**Set exercise a:** Retype everything from "Because the band" down to "of their contemporaries." in the Smashing Pumpkins article, matching it character for character.

**Selected excerpt:**
_ _ _ _

People At Airports Still Complain To Billy Corgan About Lollapalooza ’94

John Medina/Getty Images

People At Airports Still Complain To Billy Corgan About Lollapalooza ’94

John Medina/Getty Images

The mostly reunited Smashing Pumpkins recently sat down with Beats 1’s Zane Lowe to promote their forthcoming new album Shiny And Oh So Bright, Vol. 1 / LP: No Past. No Future. No Sun. In keeping with his commitment in doing the absolute most at all times, Pumpkins frontman and rescue cat enthusiast Billy Corgan, who conducted the interview with his sweatshirt’s hood pulled over his head, aired some old resentments regarding his estranged bandmate D’Arcy Wretzky and how the Pumpkins were never considered one of the “gliterati intellegensia” of the early ’90s alt scene.

After Lowe remarked that the story of the Smashing Pumpkins hasn’t been “a linear ride,” Corgan said that the band’s trajectory “wasn’t designed to be” before taking listeners on a journey through his meticulously crafted self-mythology.

“We made Gish which was at the time was the best-selling independent album of all time,” Corgan said. “We followed up with Siamese Dream, which pissed off all the Gish fans…because it wasn’t proggy or psychedelic enough. It was too poppy…It made us an international band, and what did we follow up with? A way darker, sprawling double album which went the complete Dark Side Of The Moon of the record we just made. We were never designed to stick in any one spot.”

Because the band never stayed married to one particular sound, Corgan reasons that they were never taken as seriously by the music press as some of their contemporaries.

_ _ _ _

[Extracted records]
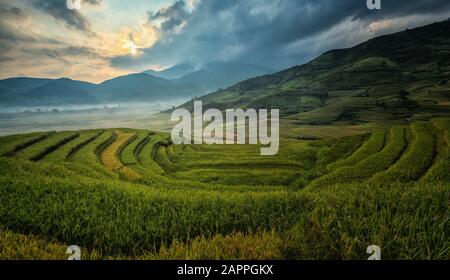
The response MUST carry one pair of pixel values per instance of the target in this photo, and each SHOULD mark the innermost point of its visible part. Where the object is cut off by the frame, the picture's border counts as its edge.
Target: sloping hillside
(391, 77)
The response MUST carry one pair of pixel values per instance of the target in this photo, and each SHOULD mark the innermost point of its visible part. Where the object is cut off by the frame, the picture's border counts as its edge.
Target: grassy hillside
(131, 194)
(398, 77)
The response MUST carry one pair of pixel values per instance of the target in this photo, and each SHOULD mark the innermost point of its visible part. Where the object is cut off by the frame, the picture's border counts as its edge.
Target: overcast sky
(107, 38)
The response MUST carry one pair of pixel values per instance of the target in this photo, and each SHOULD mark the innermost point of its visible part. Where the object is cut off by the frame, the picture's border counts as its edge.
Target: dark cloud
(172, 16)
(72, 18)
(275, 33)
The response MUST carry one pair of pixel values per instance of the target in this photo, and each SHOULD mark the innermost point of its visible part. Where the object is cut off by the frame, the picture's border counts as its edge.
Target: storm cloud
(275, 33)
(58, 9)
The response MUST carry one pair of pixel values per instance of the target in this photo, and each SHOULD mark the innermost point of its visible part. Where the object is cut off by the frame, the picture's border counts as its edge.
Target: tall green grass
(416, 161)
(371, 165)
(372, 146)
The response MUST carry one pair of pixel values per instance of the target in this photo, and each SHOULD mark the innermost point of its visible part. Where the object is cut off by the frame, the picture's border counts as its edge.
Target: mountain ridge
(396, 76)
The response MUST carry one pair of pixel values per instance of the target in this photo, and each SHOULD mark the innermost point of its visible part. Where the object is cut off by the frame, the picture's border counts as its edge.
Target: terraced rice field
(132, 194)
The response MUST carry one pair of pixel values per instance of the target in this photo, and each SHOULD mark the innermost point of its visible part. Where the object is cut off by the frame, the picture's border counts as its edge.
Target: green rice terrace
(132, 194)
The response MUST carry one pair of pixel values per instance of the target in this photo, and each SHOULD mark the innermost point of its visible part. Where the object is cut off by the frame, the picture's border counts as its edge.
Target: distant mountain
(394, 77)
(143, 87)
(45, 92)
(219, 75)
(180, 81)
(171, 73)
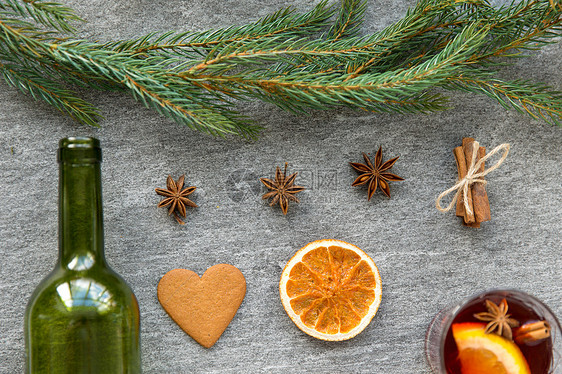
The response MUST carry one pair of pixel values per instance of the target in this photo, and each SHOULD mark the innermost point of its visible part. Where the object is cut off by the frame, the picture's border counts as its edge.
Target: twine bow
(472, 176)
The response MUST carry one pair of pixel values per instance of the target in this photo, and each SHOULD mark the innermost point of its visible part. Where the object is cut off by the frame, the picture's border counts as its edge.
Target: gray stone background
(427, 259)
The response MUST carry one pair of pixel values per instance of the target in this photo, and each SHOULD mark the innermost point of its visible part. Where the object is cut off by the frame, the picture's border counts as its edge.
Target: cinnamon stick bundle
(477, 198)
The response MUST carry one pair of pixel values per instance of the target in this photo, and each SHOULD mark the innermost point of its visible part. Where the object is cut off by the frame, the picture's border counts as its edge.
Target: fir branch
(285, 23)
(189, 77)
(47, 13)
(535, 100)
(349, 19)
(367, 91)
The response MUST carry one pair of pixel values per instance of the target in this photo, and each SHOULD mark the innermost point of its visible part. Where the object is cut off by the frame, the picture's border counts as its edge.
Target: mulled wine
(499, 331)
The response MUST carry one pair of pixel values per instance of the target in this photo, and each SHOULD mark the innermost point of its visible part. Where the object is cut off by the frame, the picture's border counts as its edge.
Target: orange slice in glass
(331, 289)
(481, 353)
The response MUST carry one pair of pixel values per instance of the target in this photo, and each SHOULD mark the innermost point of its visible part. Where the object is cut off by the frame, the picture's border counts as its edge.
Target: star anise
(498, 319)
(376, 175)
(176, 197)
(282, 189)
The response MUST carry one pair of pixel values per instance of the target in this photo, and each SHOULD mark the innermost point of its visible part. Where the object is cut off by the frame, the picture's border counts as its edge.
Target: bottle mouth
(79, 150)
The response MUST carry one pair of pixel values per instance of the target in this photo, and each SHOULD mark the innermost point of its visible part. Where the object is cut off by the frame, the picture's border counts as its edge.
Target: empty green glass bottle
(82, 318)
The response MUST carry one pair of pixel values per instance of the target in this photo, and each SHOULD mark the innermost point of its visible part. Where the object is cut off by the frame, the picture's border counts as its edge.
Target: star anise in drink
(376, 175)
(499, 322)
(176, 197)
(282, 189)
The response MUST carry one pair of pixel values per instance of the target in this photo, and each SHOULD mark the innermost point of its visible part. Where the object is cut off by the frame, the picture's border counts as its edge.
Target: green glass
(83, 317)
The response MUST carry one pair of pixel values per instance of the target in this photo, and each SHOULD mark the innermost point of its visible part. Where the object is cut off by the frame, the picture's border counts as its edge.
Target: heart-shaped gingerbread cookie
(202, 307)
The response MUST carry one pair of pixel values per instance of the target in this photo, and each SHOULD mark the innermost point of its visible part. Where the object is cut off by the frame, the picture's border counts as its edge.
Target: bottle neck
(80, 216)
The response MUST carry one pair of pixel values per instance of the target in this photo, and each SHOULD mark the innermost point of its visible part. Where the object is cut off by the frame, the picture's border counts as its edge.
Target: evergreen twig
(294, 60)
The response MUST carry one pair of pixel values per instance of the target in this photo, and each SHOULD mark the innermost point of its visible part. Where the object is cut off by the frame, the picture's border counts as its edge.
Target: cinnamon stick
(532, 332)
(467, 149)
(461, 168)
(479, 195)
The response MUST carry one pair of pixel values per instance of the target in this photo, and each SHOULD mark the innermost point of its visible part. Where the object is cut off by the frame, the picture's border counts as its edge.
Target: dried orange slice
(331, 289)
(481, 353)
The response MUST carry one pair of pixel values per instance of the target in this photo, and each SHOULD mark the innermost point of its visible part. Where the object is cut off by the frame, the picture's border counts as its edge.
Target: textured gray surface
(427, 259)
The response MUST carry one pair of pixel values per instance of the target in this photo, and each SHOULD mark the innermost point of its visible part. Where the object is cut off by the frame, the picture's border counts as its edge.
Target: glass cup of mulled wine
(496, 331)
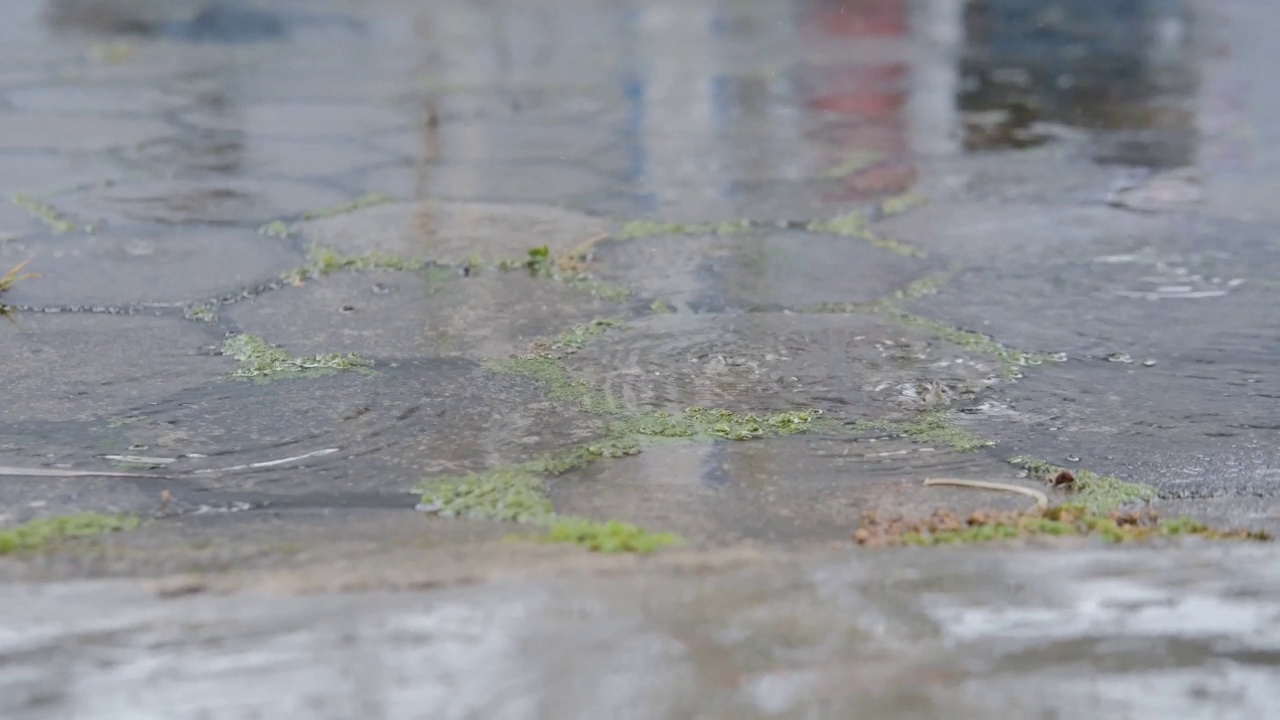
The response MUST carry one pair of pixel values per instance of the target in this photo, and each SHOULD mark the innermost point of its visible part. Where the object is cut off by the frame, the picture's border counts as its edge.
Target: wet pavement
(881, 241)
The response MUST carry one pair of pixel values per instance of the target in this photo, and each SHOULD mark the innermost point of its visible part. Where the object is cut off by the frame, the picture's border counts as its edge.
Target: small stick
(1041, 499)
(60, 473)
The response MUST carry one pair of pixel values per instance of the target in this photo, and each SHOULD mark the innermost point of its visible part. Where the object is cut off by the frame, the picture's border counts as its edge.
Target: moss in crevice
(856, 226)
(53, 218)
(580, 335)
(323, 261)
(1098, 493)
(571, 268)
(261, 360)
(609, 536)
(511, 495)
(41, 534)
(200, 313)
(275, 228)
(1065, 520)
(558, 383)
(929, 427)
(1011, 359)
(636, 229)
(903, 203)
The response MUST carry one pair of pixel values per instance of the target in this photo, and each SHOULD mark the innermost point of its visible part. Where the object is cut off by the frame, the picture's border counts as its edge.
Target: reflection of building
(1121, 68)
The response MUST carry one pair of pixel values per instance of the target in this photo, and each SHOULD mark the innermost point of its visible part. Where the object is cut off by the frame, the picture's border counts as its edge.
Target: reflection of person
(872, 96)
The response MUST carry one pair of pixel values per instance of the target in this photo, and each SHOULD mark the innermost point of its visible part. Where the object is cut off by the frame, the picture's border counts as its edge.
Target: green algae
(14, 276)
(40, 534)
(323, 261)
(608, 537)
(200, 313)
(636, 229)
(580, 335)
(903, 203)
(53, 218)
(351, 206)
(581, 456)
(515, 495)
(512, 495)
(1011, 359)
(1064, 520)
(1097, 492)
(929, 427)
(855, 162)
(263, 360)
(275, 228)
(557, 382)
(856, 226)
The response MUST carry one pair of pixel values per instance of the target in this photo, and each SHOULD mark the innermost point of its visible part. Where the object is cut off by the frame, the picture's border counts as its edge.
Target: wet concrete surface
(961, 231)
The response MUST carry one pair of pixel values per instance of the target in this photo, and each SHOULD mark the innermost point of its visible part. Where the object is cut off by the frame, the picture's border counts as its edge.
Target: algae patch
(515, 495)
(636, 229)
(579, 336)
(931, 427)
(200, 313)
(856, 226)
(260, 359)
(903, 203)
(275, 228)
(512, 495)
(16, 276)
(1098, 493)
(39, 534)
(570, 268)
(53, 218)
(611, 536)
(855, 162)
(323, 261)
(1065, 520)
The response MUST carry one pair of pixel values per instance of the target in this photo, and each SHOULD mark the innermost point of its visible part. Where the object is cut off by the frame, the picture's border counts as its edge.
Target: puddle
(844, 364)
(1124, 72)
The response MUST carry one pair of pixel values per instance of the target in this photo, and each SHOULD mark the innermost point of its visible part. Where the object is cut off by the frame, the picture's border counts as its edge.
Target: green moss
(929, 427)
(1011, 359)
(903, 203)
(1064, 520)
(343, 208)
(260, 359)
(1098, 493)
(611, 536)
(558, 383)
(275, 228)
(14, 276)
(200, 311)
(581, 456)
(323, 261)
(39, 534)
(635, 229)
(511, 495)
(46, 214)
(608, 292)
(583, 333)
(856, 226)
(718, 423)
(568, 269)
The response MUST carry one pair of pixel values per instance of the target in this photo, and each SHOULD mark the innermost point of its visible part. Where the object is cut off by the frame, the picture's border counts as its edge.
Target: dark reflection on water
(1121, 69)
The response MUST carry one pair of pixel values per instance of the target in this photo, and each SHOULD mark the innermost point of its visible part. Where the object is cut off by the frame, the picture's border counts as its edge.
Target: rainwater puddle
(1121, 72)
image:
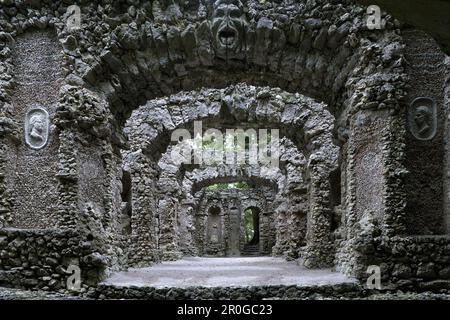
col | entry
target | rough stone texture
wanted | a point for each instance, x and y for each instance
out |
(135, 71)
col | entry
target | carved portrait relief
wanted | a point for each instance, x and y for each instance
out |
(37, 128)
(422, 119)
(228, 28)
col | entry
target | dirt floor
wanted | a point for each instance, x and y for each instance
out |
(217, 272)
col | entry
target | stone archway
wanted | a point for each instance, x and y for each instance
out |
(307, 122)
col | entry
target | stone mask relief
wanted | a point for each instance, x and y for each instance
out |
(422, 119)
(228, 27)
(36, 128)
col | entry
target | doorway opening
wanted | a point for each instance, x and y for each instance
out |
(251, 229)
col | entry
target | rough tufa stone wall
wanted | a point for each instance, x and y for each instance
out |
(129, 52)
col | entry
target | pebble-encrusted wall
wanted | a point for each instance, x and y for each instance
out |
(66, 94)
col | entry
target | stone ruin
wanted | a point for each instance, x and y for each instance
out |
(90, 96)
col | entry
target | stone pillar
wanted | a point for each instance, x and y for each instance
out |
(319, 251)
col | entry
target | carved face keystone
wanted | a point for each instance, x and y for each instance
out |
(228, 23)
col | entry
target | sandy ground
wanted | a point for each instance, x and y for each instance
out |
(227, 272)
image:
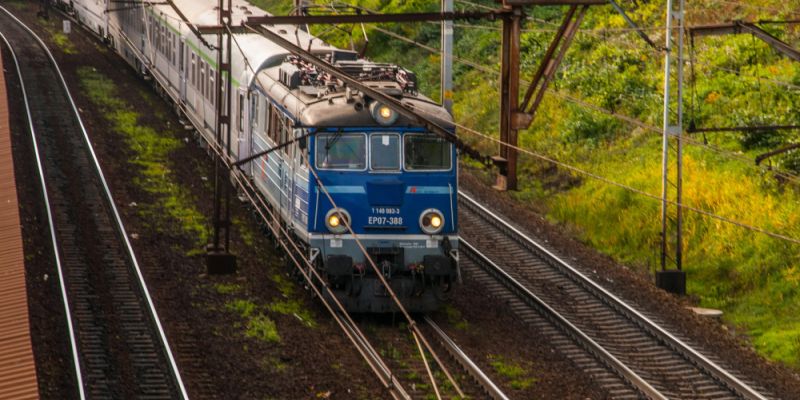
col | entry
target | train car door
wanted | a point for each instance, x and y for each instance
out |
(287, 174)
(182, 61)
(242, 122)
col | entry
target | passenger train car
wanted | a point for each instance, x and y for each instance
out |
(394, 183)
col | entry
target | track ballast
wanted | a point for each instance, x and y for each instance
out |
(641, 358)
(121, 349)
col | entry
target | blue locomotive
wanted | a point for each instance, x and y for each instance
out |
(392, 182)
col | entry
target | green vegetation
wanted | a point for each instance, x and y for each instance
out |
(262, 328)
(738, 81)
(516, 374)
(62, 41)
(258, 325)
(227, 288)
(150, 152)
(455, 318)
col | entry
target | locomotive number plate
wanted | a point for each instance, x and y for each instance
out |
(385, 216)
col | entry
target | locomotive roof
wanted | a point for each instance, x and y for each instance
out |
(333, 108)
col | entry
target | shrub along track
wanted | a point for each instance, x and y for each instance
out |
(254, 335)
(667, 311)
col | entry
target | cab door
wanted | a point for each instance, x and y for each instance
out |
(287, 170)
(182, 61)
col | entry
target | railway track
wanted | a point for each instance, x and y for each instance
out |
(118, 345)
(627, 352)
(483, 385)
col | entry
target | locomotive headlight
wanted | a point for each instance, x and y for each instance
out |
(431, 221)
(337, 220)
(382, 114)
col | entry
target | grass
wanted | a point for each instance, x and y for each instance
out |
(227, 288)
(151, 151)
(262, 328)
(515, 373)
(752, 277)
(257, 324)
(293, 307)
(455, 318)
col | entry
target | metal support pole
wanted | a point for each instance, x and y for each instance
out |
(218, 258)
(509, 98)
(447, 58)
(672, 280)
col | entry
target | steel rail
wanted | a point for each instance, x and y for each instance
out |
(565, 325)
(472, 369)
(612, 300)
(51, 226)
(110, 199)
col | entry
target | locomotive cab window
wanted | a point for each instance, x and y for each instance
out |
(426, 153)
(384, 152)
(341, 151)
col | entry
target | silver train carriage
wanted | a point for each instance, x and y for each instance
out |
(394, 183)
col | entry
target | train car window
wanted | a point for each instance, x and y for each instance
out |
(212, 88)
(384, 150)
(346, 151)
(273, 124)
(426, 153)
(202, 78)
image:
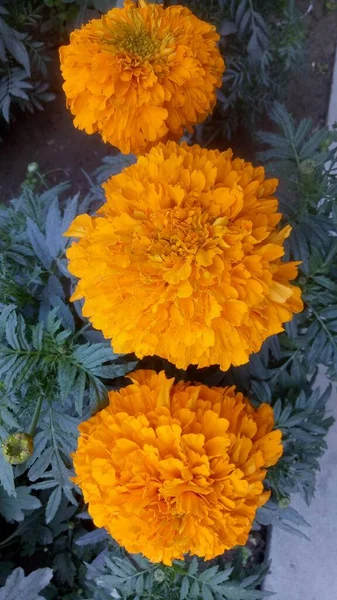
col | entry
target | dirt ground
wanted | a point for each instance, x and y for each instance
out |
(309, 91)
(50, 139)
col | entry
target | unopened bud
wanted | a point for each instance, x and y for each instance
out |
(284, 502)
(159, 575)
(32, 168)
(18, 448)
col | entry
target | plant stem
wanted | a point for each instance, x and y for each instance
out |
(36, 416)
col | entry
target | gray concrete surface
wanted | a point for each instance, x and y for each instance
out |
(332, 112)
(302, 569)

_ _ _ _

**Set exercise b:** Filter the rows above, keeping only the lines that contain the string "glass". The match is case-sensitive.

**Final result a:**
Because the band never stayed married to one particular sound, Corgan reasons that they were never taken as seriously by the music press as some of their contemporaries.

**Final result b:**
Target: orange slice in glass
Target: empty green glass bottle
Target: green glass
Target: glass cup of mulled wine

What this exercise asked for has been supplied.